Brano di partenza:
• • • • • • •

Ho scelto questa bella poesia perchè, poco tempo fa, a seguito della trasposizione da fisica in spirituale di mia mamma, ho dovuto svuotare tutti i suoi cassetti e l’armadio: lo scritto di Pitilla mi ha portato alla mente quei momenti come se li avesse vissuti con me, con una precisione ed una dolcezza che mi hanno illanguidito; i poeti sono persone sensibili e vivono in empatia con tutto l’universo, qualità non da poco. Allora grazie mille Pitilla. (Filippo Fenara)
Quale miglior buongiorno se non questi versi ispiratissimi di Nonna Pitilla? Quando ho “incocciato” questa splendida e concisa successione di parole è stato come essere scaldato da un raggio di sole che squarcia le nuvole cariche di pioggia caustica del quotidiano, intimandomi teneramente a credere fermamente nei miraggi e sogni che coltivo nel mio orto emozionale. Mi auguro che questa carta carbone sortisca lo stesso effetto anche in voi che state leggendo questo articolo, diffondere levità è un modus operandi che ci rende più umani, che ci aiuta a sopportare gli urti di un’impossibile “quieto vivere”, che ci stimola a guardare oltre le malinconie che si spargono a macchia d’olio nel corso del tempo. Nonna Pitilla è foriera di gentile poesia, di colori accesi, di mondi paralleli auspicabili, d’inarrestabili processi d’ascesi che aiutano a guardare le cose attraverso il filtro di un’anima di cristallo. Delle ultime sue composizioni consiglio di dare una scorsa anche a “Il Tempo Rubato Scivola Sui Fianchi” e “Il Buon Luogo Non è In Nessun Luogo” ed abbeverarvi alla taumaturgica fonte creativa di Nonna Pitilla.
polvere di falsi trionfi, teschi avvolti nell’oblio inascoltati spettri di abissi cosmici a modellare piaghe infette da sangue lasciato sui selciati piangenti
giovani occhi serrati in violenze non volute in dolori non risolti scarpe macchiate dal silenzio dello spirito appese all’ombra delle parole
un lungo viaggio freddo senza preghiere per i morti, a misurare inutili confini
labbra bagnate di rugiada non berranno il sogno dalle mani di un cielo muto e lontano
Proprio due giorni fa, il 2 Agosto, ho preso un treno verso Bologna e mi sono ritrovato in stazione poco dopo la commemorazione ufficiale delle vittime della strage del 1980: non so se riuscirò ad infondervi il senso di smarrimento che ho provato camminando tra i binari, una sindrome di Stendhal dall’accezione tragica, un capogiro con l’alternarsi di visioni terrificanti avvolte dal sangue e dalle macerie. Tanti hanno scritto pezzi validi per commemorare questa ferita ancora aperta (la si chiami vendetta piuttosto che giustizia, non m’importa, non dimenticheremo mai), ma la penna virtuale di Pitilla è riuscita, con le sue parole liquide e roventi come piombo fuso, a modellare il calco di quella spiazzante sensazione di cui ho scritto sopra. Una miscela di emozioni, rabbia, cordoglio, paura e coraggio che si altalenano in un origami di 80 vite spezzate, un incessante nube di polvere che cela la verità, diapositive in bianco e nero che si succedono per 40 lunghi anni d’ostinata memoria, Pitilla ha trasmesso tutto questo e, nei tre versi finali della poesia, strangola le aspettative così come ha fatto la parziale catapecchia della giustizia fino ad ora. Ma è con la poesia e con la bellezza che squarceremo il silenzio dei colpevoli e Pitilla, di poesia e di bellezza, ne è maestra mescitrice. (Filippo Fenara)

• • • • • • •

Record del set di dati:
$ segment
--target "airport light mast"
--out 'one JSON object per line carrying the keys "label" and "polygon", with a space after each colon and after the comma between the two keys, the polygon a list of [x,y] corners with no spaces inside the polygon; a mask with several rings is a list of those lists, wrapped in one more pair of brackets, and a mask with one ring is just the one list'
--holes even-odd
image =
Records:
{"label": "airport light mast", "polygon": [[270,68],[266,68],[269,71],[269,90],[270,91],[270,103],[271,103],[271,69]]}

• • • • • • •

Compito assegnato 1:
Secondo il brano sulle poesie di Nonna Pitilla, in che giorno chi scrive ha preso un treno verso Bologna?
Compito assegnato 2:
Trascrivi dal brano sulle poesie di Nonna Pitilla il passo che comincia con "Ho scelto questa" e continua fino a "Pitilla. (Filippo Fenara)".
Il materiale non ha nessun legame con il brano.

Risposta completa 1:
Il 2 agosto.

Risposta completa 2:
Ho scelto questa bella poesia perchè, poco tempo fa, a seguito della trasposizione da fisica in spirituale di mia mamma, ho dovuto svuotare tutti i suoi cassetti e l’armadio: lo scritto di Pitilla mi ha portato alla mente quei momenti come se li avesse vissuti con me, con una precisione ed una dolcezza che mi hanno illanguidito; i poeti sono persone sensibili e vivono in empatia con tutto l’universo, qualità non da poco. Allora grazie mille Pitilla. (Filippo Fenara)